**課題 1:** 文書抜粋によると、この番組について視聴者の声が上がり続けている理由の1つは何か。本文の説明に沿って1〜3文で述べること。

**文書抜粋:**
##########
年末に放送された『テレビ放送開始69年 このテープもってないですか?』(BSテレ東)の話題が絶えない。後述するような「バブル時代の深夜バラエティーを紹介する番組」かと思いきや、予想を裏切られた視聴者たちの声が上がり続けている。その理由の1つに動画配信サービスの利用が挙げられる。

現在でもテレビ東京の公式サイトやTVerなどで視聴できるため、SNS上の口コミを見て視聴するユーザーが多いのだろう。一般的なテレビ番組は、放送から1週間など一定期間でこうしたサービスから削除される。現在も視聴可能なこの番組は明らかに、「後から見られる」ことを狙ったものだと言える。

実際、『このテープ』はネットを中心とした口コミと動画視聴のサイクルによって、ジワジワと広まっていった。例えば、TwitterのまとめサービスTogetterには視聴者の感想ツイートを集めたまとめが複数あり、10万以上のページビューを集めているものもある。
##########
[いくつかの記録]
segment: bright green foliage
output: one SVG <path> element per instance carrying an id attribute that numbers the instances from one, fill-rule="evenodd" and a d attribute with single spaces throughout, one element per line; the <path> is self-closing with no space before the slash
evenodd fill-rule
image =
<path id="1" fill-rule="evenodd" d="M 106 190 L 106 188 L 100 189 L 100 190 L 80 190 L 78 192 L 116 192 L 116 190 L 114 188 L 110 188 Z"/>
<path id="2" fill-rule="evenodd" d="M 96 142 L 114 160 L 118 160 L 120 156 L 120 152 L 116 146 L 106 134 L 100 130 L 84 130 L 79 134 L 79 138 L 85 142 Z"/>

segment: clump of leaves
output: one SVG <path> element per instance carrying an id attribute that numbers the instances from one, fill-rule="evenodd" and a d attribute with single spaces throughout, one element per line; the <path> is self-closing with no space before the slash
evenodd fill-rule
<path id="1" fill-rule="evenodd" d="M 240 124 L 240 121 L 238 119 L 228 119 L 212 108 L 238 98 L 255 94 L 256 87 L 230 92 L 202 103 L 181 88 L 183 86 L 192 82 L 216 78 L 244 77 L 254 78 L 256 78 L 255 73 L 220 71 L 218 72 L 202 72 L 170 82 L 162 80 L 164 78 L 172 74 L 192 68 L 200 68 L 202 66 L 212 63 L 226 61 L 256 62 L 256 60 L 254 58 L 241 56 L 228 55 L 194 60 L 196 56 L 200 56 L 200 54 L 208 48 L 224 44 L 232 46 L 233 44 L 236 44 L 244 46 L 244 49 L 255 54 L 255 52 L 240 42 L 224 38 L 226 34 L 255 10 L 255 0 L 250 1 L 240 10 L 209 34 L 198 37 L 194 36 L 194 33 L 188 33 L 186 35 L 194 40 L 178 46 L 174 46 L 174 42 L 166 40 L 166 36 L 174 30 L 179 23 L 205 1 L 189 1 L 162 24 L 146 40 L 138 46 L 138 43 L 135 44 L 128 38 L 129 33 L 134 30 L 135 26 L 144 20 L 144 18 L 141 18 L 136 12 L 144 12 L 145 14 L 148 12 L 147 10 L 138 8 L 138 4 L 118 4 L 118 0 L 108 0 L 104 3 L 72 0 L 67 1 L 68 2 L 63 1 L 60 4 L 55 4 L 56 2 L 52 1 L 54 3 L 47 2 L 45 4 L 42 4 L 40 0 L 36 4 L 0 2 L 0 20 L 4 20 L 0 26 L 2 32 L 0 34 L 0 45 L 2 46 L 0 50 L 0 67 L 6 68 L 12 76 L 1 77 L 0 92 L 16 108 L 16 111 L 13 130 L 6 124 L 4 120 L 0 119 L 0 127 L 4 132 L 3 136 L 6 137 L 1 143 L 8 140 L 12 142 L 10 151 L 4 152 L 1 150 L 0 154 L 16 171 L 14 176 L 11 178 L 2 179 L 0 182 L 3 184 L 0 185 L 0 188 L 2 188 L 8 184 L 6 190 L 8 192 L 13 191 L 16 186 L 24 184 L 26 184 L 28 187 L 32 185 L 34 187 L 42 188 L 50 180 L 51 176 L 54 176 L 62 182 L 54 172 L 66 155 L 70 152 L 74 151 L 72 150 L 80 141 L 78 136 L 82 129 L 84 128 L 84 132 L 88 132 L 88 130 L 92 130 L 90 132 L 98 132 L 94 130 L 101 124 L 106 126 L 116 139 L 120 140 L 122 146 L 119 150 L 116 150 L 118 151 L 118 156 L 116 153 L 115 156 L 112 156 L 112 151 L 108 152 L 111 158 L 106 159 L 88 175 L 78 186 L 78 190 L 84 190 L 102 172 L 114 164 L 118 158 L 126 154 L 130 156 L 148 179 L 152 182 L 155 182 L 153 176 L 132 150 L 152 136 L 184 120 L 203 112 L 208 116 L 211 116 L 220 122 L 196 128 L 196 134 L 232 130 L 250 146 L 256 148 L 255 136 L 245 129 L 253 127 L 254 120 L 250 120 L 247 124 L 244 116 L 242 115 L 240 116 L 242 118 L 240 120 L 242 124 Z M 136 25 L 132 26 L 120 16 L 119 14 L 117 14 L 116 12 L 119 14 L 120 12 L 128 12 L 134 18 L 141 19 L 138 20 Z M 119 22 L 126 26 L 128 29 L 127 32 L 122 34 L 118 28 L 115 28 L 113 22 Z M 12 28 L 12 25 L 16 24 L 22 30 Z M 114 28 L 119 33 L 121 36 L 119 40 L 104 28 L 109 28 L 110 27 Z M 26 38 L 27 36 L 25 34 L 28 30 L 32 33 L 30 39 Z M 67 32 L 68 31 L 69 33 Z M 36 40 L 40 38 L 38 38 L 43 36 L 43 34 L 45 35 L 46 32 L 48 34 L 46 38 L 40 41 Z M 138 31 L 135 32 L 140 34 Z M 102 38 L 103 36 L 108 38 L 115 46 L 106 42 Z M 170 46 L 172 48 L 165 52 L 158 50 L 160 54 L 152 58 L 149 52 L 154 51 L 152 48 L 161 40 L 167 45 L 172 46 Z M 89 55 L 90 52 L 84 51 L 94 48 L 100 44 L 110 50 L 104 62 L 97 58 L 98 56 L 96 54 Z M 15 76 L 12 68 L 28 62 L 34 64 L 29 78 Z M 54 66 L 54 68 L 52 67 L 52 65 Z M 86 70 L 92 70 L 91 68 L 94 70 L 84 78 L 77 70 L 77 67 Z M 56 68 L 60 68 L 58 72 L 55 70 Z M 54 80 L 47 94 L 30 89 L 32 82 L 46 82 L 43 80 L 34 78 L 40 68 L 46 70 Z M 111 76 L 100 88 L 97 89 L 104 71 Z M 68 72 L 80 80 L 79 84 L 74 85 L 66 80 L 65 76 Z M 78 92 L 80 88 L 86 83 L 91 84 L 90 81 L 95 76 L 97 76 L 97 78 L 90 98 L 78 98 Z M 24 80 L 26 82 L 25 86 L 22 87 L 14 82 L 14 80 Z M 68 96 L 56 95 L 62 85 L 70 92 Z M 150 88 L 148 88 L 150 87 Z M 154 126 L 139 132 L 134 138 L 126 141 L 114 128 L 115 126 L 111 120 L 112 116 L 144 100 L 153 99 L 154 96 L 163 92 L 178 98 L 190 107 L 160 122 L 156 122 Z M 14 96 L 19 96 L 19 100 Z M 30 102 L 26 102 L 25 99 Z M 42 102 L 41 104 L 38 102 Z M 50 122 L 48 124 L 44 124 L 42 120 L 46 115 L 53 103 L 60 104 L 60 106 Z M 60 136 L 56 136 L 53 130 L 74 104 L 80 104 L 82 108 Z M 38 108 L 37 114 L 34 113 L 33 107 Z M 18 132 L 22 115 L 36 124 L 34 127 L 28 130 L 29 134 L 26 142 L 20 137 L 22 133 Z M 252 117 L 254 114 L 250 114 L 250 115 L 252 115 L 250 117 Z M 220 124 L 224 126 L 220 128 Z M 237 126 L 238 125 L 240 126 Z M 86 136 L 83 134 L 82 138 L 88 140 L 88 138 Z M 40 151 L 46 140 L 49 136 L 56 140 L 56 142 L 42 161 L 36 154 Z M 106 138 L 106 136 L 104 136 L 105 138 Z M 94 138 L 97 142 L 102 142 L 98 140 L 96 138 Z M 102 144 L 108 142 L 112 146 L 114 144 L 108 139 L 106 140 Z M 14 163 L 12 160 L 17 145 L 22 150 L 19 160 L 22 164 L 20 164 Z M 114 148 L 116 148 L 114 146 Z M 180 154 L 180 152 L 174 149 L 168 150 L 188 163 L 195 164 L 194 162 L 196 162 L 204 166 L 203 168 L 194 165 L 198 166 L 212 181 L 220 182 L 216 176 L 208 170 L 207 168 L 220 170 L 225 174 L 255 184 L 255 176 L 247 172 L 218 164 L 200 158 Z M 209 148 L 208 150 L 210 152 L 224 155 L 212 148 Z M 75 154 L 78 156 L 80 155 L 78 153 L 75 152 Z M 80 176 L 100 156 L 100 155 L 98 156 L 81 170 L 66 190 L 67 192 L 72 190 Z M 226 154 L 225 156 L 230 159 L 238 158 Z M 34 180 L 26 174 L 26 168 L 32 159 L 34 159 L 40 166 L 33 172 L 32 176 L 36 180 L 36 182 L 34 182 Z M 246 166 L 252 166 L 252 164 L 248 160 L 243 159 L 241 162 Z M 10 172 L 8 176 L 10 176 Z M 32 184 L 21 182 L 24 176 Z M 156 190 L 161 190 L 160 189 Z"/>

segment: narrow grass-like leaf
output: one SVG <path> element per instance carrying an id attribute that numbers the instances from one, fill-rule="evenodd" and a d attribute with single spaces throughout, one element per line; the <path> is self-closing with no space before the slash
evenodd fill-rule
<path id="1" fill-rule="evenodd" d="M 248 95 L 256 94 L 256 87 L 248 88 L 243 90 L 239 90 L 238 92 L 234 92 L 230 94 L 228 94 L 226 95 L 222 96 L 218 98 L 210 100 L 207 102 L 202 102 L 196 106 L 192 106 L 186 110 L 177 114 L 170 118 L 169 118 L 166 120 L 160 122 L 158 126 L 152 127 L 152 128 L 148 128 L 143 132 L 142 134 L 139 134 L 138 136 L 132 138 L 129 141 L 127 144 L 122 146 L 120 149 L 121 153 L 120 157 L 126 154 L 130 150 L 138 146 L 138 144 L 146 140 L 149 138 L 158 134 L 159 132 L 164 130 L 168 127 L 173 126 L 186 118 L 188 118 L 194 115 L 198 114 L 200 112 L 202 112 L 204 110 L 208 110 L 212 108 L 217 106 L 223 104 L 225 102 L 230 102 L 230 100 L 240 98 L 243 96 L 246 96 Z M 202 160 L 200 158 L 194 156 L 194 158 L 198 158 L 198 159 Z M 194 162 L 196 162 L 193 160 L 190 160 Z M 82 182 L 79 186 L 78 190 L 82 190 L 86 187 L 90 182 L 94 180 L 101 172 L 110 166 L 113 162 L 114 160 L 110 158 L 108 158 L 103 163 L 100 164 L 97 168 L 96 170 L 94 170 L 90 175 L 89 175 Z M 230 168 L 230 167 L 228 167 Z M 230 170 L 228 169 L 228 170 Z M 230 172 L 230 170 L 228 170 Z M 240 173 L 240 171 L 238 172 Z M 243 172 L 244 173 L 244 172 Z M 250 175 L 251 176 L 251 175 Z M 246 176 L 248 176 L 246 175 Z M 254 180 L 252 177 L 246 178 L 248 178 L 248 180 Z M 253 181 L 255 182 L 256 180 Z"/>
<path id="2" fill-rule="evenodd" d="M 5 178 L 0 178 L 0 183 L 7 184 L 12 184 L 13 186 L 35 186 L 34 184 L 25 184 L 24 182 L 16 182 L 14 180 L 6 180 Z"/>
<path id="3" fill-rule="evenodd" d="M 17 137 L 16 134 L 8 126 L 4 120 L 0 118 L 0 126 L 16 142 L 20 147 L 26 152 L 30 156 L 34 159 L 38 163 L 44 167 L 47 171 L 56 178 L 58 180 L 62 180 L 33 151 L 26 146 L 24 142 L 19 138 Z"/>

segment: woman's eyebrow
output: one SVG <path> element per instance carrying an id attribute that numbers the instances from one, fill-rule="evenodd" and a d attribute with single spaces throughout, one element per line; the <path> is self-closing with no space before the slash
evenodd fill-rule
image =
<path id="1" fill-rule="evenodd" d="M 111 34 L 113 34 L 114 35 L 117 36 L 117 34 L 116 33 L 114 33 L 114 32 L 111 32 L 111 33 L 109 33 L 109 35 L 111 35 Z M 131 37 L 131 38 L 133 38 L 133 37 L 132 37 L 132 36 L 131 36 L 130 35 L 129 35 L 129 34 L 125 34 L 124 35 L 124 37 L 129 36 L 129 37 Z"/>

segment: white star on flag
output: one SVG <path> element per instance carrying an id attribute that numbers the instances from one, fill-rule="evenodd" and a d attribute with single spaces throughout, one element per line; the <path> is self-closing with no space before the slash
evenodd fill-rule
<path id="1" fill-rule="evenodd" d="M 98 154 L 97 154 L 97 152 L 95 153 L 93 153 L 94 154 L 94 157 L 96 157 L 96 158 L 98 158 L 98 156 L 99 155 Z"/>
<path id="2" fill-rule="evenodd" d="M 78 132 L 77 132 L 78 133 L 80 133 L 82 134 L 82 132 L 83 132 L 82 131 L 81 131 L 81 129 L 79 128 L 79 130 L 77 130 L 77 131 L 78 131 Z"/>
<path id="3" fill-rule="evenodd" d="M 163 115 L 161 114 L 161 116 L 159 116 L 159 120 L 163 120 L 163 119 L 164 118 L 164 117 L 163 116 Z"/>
##########
**課題 2:** 記録のうち、「segment: woman's eyebrow」を含む行から「111 34 L 113」を含む行までを、両端の行も含めてそのまま書き写すこと。

**解答 1:** 理由の1つは動画配信サービスの利用である。番組は現在でもテレビ東京の公式サイトやTVerなどで視聴できる。そのため、SNS上の口コミを見て視聴するユーザーが多いのだろうと述べられている。

**解答 2:**
segment: woman's eyebrow
output: one SVG <path> element per instance carrying an id attribute that numbers the instances from one, fill-rule="evenodd" and a d attribute with single spaces throughout, one element per line; the <path> is self-closing with no space before the slash
evenodd fill-rule
image =
<path id="1" fill-rule="evenodd" d="M 111 34 L 113 34 L 114 35 L 117 36 L 117 34 L 116 33 L 114 33 L 114 32 L 111 32 L 111 33 L 109 33 L 109 35 L 111 35 Z M 131 37 L 131 38 L 133 38 L 133 37 L 132 37 L 132 36 L 131 36 L 130 35 L 129 35 L 129 34 L 125 34 L 124 35 L 124 37 L 129 36 L 129 37 Z"/>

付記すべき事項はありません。